Rosenheim – „Diese Häufung ist uns selbstverständlich auch aufgefallen“, sagt Thomas Kaltenbacher, Sprecher der Verkehrspolizeiinspektion (VPI) Rosenheim/Raubling. „Und natürlich wollen wir wissen, woran es liegt und was wir tun können.“ Bittere Erkenntnis bisher: Die VPI kann nichts tun, keiner der Unfälle hätte durch Beschilderung oder Baumaßnahmen verhindert werden können.
Unfallstelle
Bernauer Berg
Es begann Ende März mit einer Beinahe-Katastrophe: Der senegalesische Fahrer eines Autotransporters hatte am Bernauer Berg auf winterglatter Strecke die Kontrolle über sein Fahrzeug verloren. Zugmaschine und Aufleger gingen getrennte Wege, der Dieseltank riss und mehrere Hundert Liter Treibstoff sowie Hydraulik- und andere Öle liefen in den Moosbach und den Chiemsee. Ölsperren und ausbaggern des Baches verhinderten eine Umweltkatastrophe. Anfang Mai erlebte ein Lkw-Fahrer zwischen den Anschlussstellen Bergen und Siegsdorf-West am „Reichhauser Berg“ einen wahren Albtraum: Ihn erwischte am frühen Morgen der Sekundenschlaf. Die Folge: Er stürzte mit dem Sattelzug 2,5 Meter die Böschung hinab. Ein paar Tage später kam in der Nacht ein mit Lebensmitteln beladener Lkw von der Autobahn ab, rutschte eine Böschung hinab und blieb in einem Bachlauf liegen. Nur Stunden später übersah ein Fahrer den Rückstau eines anderen Unfalls, zog im letzten Moment auf die Überholspur und riss dabei seinem Sattelauflieger sowie dem Sattelauflieger des stehenden Lkw am Stauende die komplette Seite auf.
Weitere Fälle: Ein Milchlaster, der zwischen Grabenstätt und Bergen ins Bankett gerät und die Böschung hinabrutscht.
Bei einem vollbeladenen Sattelschlepper, der kurz vor dem Bernauer Berg von der Fahrbahn flog, war die Unfallursache ausnahmsweise schnell klar: Ein Vorderreifen war geplatzt. Ein übersehener Pkw, und zuletzt am Mittwoch, 13. September, eine 21-jährige Österreicherin, die mit ihrem Sattelzug zwischen Reischenhart und dem Dreieck Inntal von der A93 abkam, die Böschung hochfuhr und zurück auf den Standstreifen kippte.

Übungsaufgaben:
1) Beantworten Sie anhand des Berichts über die Lkw-Unfälle folgende Fragen:
(a) Wer ist Sprecher der Verkehrspolizeiinspektion Rosenheim/Raubling?
(b) In welche Gewässer liefen Treibstoff und Öle nach dem Unfall Ende März?
(c) Was verursachte den Unfall des vollbeladenen Sattelschleppers kurz vor dem Bernauer Berg?
2) Setzen Sie den Bericht über die Lkw-Unfälle im Anschluss an seinen letzten Satz fort.

Aufgeführte Einträge:
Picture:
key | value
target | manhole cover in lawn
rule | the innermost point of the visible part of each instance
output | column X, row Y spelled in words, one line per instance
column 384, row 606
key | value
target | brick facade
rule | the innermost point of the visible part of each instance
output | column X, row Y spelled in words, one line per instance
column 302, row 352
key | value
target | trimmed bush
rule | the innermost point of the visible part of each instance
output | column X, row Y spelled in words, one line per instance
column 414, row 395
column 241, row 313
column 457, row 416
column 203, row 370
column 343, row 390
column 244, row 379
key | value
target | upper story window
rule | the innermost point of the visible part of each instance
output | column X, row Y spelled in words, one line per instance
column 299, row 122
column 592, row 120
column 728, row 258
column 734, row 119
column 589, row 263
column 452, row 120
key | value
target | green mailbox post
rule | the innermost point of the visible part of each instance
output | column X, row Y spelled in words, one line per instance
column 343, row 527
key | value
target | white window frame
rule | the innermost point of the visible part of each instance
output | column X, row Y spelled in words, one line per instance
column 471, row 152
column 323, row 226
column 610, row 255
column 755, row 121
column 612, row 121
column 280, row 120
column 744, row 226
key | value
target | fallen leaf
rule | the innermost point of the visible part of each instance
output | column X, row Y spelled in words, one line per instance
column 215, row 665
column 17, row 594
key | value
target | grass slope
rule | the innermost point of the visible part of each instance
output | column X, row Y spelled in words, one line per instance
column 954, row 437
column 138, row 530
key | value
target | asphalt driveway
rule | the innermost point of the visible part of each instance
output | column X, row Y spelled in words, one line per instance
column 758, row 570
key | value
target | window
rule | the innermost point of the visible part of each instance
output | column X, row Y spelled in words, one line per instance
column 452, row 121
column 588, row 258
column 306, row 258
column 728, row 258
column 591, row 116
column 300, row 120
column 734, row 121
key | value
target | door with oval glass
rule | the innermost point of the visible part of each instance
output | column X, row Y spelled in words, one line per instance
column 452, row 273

Geordnete Lösungen:
1)
(a) Thomas Kaltenbacher
(b) In den Moosbach und den Chiemsee
(c) Ein Vorderreifen war geplatzt.

2)
Früher hieß es bei Lkw-Unfällen mit unklarer Ursache schnell: „Der wird total übermüdet gewesen sein, zu lange auf seinem Bock gehockt haben.“ Zu lange Fahrzeiten sind heutzutage fast nicht mehr möglich, sagt aber Georg Dettendorfer. 250 Lkws plus sind permanent für seine Firma Johann Dettendorfer, eines der größten Logistikunternehmen Europas, unterwegs. Ausgerüstet mit einem digitalen Tacho, der Lenk- und Ruhezeiten minutiös und lückenlos auszeichnet.
Und nicht nur Dettendorfers Lkws sind entsprechend ausgestattet, sondern alle, die auf Fernstrecken unterwegs sind. Denn die Lkws werden immer jünger. „Die Maut für alte Gurken kann sich keiner mehr leisten“, sagt Dettendorfer, der nicht nur Unternehmer, sondern auch Vorsitzender des Verkehrsausschusses des Deutschen Industrie- und Handelskammertages ist. Und die nachgewiesene Überschreitung von Lenkzeiten kann teuer werden.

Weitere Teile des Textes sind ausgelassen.